◆ **Text excerpt**:
• • • • • • •

Almost one-fifth of people who go to hospital with suicidal ideation will return having self-harmed within five years, Irish researchers have found.
The authors of a study published this month in the Lancet argue "early intervention for those with suicidal thinking is critical" given the subsequent risk of self-harm.
The research was led by Dr Eve Griffin at the National Suicide Research Foundation (NSRF) along with the school of public health at University College Cork (UCC) and the North's Public Health Agency.
The study, based on data from the Northern Ireland Registry of Self-harm, showed that more than 1,000 patients who presented at hospitals with suicidal ideation for the first time between 2014 and 2019 returned to hospitals having self-harmed.
The researchers examined 9,792 cases and found there was a 40 per cent risk people would present again with suicidal ideation and an 18 per cent risk they would self-harm.
The risk of self-harm within 12 months was 10 per cent and the study also found the risk of “transition from ideation to self-harm” was greatest after the first or second time they went to hospital, with the risk dropping after further presentations.
Dr Griffin, a research fellow at the NSRF, which is based at UCC, said it was “quite a unique study” in that it is one of the first to focus on ideation rather than solely on self-harm.
Dr Griffin said people who attend hospital with suicidal ideation had “quite a distinct profile” from those who self-harm, yet there were no formal clinical guidelines specifically addressing how hospital staff should treat those patients.
Anecdotal evidence
Given the risk of future presentation, “every individual who presents with suicidal ideation should be treated seriously”, yet she said there was anecdotal evidence that that was not always the case.
Responses to self-harm vary significantly in hospitals across the Republic, with the National Self-Harm Registry’s annual report for 2018 finding admittance to a hospital bed varied from 10 per cent of patients to 63 per cent.
About 13 per cent of patients left the emergency department before a next care recommendation could be made.
Of those discharged, one-third were referred for an outpatient appointment and one-fifth were sent home without a referral.
Dr Griffin said it appears “sometimes the treatment you receive is more about where you present than why you present”.
In 2018, the University of Limerick hospital group, which includes University Hospital Limerick (UHL), had the lowest rate of admittance for self-harm patients, while Limerick city had the highest rate of self-harm among women and the second-highest rate among men.

• • • • • • •

◆ **Raw data**:

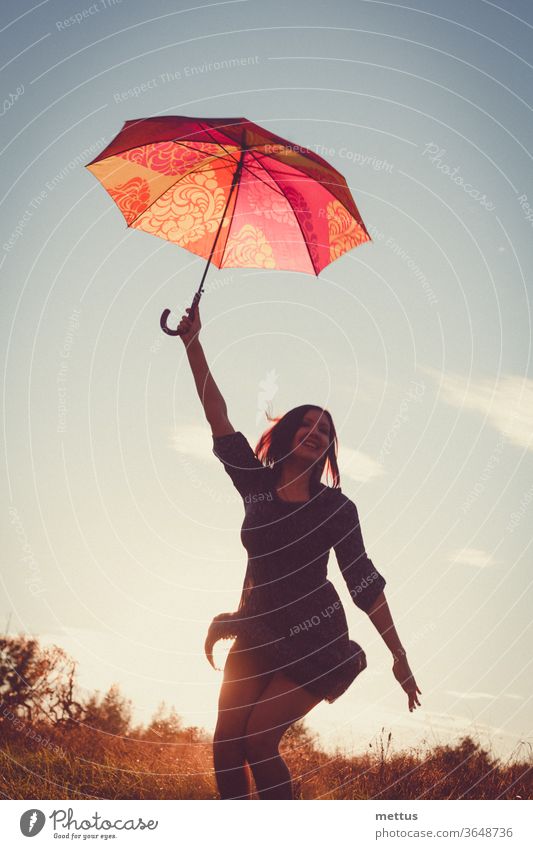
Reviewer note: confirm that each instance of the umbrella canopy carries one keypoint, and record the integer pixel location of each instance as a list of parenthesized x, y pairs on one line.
[(229, 190)]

• • • • • • •

◆ **About this exercise**:
Check each statement against the article on suicidal ideation and self-harm. Answer yes or no, and quote the words of the article that decide it.
(a) The study drew on data from the Northern Ireland Registry of Self-harm.
(b) The risk of moving from ideation to self-harm rose with each further hospital presentation.
(c) One-fifth of discharged patients were referred for an outpatient appointment.

◆ **Task solution**:
(a) Yes: "The study, based on data from the Northern Ireland Registry of Self-harm"
(b) No: "was greatest after the first or second time they went to hospital, with the risk dropping after further presentations"
(c) No: "one-third were referred for an outpatient appointment and one-fifth were sent home without a referral"